## LEZEN EN TOEPASSEN
a: Beantwoord de volgende vragen met de samenvatting van de uitspraak over het ontslag van een politieambtenaar.
(i) Op welke datum deed de Centrale Raad van Beroep uitspraak?
(ii) Wie bekrachtigde het bestreden besluit tijdens de zitting van de rechtbank?
(iii) Wat doet de Raad met het verzoek van betrokkene om schadevergoeding?
b: Geef bij elke bewering aan of die klopt volgens de samenvatting van de uitspraak over het ontslag van een politieambtenaar. Antwoord met ja of nee en citeer de woorden uit de tekst die de doorslag geven.
(i) Het ontslagbesluit en het bestreden besluit zijn door verschillende personen genomen.
(ii) De Raad vindt het onvoorwaardelijk ontslag onevenredig aan de ernst van de gedragingen.
(iii) Het hoger beroep was gericht tegen een uitspraak van de rechtbank Midden-Nederland.

ECLI:NL:CRVB:2022:1489
Centrale Raad van Beroep
- Hoger beroep
- Rechtspraak.nl
Ontslag van politieambtenaar wegens huiselijk geweld en de rechtsgeldigheid van mandaatverlening
In deze zaak heeft de Centrale Raad van Beroep op 30 juni 2022 uitspraak gedaan in hoger beroep tegen een eerdere uitspraak van de rechtbank Midden-Nederland. De zaak betreft het ontslag van een politieambtenaar, betrokkene, die zich schuldig heeft gemaakt aan huiselijk geweld. Het ontslagbesluit en het bestreden besluit zijn door dezelfde persoon krachtens mandaat genomen, wat in strijd is met artikel 10:3, derde lid, van de Algemene wet bestuursrecht (Awb). Echter, dit gebrek is hersteld door de bekrachtiging van het bestreden besluit door de korpschef tijdens de zitting van de rechtbank.
De Raad oordeelt dat het onvoorwaardelijk strafontslag terecht is gegeven, omdat betrokkene zich toerekenbaar ernstig plichtverzuim heeft verweten door herhaaldelijk huiselijk geweld te gebruiken. De opgelegde disciplinaire straf van onvoorwaardelijk ontslag is niet onevenredig aan de ernst van de gedragingen. De rechtbank had eerder geoordeeld dat het besluit onbevoegd was genomen, maar de Raad stelt dat de aard van de bevoegdheid zich niet tegen mandaatverlening verzet, gezien de huidige omstandigheden binnen de politie en de geldende mandaatregeling.
De Raad bevestigt de uitspraak van de rechtbank, met verbetering van gronden, en wijst het verzoek van betrokkene om schadevergoeding af. De uitspraak benadrukt de verantwoordelijkheid van politieambtenaren en de noodzaak om het vertrouwen in de integriteit van de organisatie te waarborgen.

## GEVONDEN GEGEVENS

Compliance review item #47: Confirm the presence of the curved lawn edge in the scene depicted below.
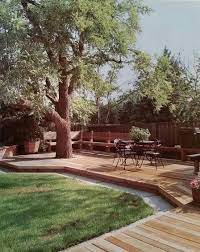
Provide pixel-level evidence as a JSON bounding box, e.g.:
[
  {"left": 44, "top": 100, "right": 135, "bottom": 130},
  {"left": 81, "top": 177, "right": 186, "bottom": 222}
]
[{"left": 0, "top": 173, "right": 153, "bottom": 252}]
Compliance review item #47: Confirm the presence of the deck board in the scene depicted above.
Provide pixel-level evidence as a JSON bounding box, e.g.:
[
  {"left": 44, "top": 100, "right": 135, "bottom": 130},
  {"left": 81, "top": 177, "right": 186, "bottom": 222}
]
[
  {"left": 0, "top": 150, "right": 193, "bottom": 206},
  {"left": 0, "top": 154, "right": 200, "bottom": 252}
]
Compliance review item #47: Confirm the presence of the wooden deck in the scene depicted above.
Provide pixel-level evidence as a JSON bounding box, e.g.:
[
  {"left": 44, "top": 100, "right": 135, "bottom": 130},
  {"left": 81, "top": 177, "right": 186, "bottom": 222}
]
[
  {"left": 66, "top": 207, "right": 200, "bottom": 252},
  {"left": 0, "top": 153, "right": 197, "bottom": 206}
]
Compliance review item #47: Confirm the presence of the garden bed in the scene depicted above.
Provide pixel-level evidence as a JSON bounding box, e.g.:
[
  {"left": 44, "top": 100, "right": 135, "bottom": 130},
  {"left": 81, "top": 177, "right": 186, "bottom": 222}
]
[{"left": 0, "top": 174, "right": 153, "bottom": 252}]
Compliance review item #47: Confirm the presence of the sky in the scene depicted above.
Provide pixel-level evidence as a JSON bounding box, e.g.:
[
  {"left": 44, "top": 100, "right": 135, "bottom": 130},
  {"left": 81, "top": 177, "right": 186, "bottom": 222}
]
[{"left": 119, "top": 0, "right": 200, "bottom": 86}]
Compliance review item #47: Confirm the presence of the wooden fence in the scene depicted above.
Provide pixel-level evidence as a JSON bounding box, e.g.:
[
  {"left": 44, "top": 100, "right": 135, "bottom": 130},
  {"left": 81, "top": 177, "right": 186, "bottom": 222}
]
[{"left": 72, "top": 122, "right": 200, "bottom": 147}]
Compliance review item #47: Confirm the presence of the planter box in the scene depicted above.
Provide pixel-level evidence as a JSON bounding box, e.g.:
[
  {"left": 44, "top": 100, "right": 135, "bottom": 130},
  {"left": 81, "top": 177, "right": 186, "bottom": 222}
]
[
  {"left": 24, "top": 140, "right": 40, "bottom": 154},
  {"left": 192, "top": 189, "right": 200, "bottom": 204},
  {"left": 0, "top": 145, "right": 17, "bottom": 159}
]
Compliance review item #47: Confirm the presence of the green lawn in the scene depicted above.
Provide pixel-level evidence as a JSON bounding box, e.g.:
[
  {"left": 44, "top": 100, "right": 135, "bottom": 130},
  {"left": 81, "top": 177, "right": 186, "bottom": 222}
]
[{"left": 0, "top": 174, "right": 153, "bottom": 252}]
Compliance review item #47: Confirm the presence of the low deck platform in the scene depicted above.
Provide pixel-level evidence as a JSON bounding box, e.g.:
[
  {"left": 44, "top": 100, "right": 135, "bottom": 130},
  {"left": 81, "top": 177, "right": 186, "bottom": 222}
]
[
  {"left": 0, "top": 153, "right": 197, "bottom": 206},
  {"left": 67, "top": 207, "right": 200, "bottom": 252}
]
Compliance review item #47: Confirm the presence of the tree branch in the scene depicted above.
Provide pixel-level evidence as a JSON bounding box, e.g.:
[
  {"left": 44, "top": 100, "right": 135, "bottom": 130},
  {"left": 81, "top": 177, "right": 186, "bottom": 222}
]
[
  {"left": 21, "top": 0, "right": 56, "bottom": 63},
  {"left": 46, "top": 77, "right": 58, "bottom": 106}
]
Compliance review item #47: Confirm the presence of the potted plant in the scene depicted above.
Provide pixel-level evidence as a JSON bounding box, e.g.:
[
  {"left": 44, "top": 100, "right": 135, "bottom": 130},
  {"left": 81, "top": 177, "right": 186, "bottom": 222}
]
[
  {"left": 24, "top": 125, "right": 42, "bottom": 154},
  {"left": 190, "top": 177, "right": 200, "bottom": 204},
  {"left": 130, "top": 126, "right": 151, "bottom": 142}
]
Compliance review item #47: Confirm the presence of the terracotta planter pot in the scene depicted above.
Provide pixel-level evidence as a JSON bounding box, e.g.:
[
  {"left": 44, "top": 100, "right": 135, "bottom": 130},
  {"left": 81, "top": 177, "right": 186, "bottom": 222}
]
[
  {"left": 24, "top": 140, "right": 40, "bottom": 153},
  {"left": 192, "top": 189, "right": 200, "bottom": 204}
]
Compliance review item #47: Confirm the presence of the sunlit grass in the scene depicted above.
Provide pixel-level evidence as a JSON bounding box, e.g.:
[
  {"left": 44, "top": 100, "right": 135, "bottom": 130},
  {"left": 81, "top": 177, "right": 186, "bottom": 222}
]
[{"left": 0, "top": 174, "right": 153, "bottom": 252}]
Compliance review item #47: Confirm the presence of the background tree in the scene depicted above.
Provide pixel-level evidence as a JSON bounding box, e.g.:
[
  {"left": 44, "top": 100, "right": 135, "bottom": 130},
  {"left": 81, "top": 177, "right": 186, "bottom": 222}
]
[{"left": 0, "top": 0, "right": 148, "bottom": 158}]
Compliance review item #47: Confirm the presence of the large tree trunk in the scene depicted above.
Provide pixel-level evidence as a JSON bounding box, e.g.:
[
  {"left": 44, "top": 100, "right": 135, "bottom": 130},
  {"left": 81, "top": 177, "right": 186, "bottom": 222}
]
[
  {"left": 55, "top": 76, "right": 72, "bottom": 158},
  {"left": 96, "top": 97, "right": 101, "bottom": 124}
]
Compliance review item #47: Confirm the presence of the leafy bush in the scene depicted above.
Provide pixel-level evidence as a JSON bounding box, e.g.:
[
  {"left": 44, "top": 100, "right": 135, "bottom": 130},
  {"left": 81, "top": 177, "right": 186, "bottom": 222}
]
[{"left": 130, "top": 126, "right": 151, "bottom": 142}]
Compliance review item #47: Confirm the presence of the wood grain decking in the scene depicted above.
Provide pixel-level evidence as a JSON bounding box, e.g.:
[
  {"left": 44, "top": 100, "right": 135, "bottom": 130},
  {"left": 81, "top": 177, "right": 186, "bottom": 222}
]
[
  {"left": 65, "top": 207, "right": 200, "bottom": 252},
  {"left": 0, "top": 153, "right": 197, "bottom": 206}
]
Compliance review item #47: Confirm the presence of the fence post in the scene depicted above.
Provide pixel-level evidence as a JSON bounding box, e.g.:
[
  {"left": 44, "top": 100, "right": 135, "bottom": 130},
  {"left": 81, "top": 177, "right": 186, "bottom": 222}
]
[
  {"left": 79, "top": 129, "right": 83, "bottom": 150},
  {"left": 106, "top": 131, "right": 111, "bottom": 152},
  {"left": 90, "top": 130, "right": 94, "bottom": 151}
]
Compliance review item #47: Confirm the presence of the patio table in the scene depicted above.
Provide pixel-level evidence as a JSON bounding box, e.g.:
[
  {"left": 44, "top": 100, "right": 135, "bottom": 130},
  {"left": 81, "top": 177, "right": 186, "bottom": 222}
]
[{"left": 121, "top": 140, "right": 160, "bottom": 168}]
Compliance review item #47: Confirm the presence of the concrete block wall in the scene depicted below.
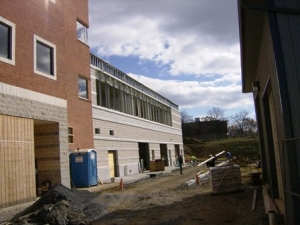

## RESULTATEN PER OPDRACHT
a:
(i) Op 30 juni 2022.
(ii) De korpschef.
(iii) De Raad wijst het verzoek af.

b:
(i) Nee: "Het ontslagbesluit en het bestreden besluit zijn door dezelfde persoon krachtens mandaat genomen"
(ii) Nee: "De opgelegde disciplinaire straf van onvoorwaardelijk ontslag is niet onevenredig aan de ernst van de gedragingen."
(iii) Ja: "in hoger beroep tegen een eerdere uitspraak van de rechtbank Midden-Nederland"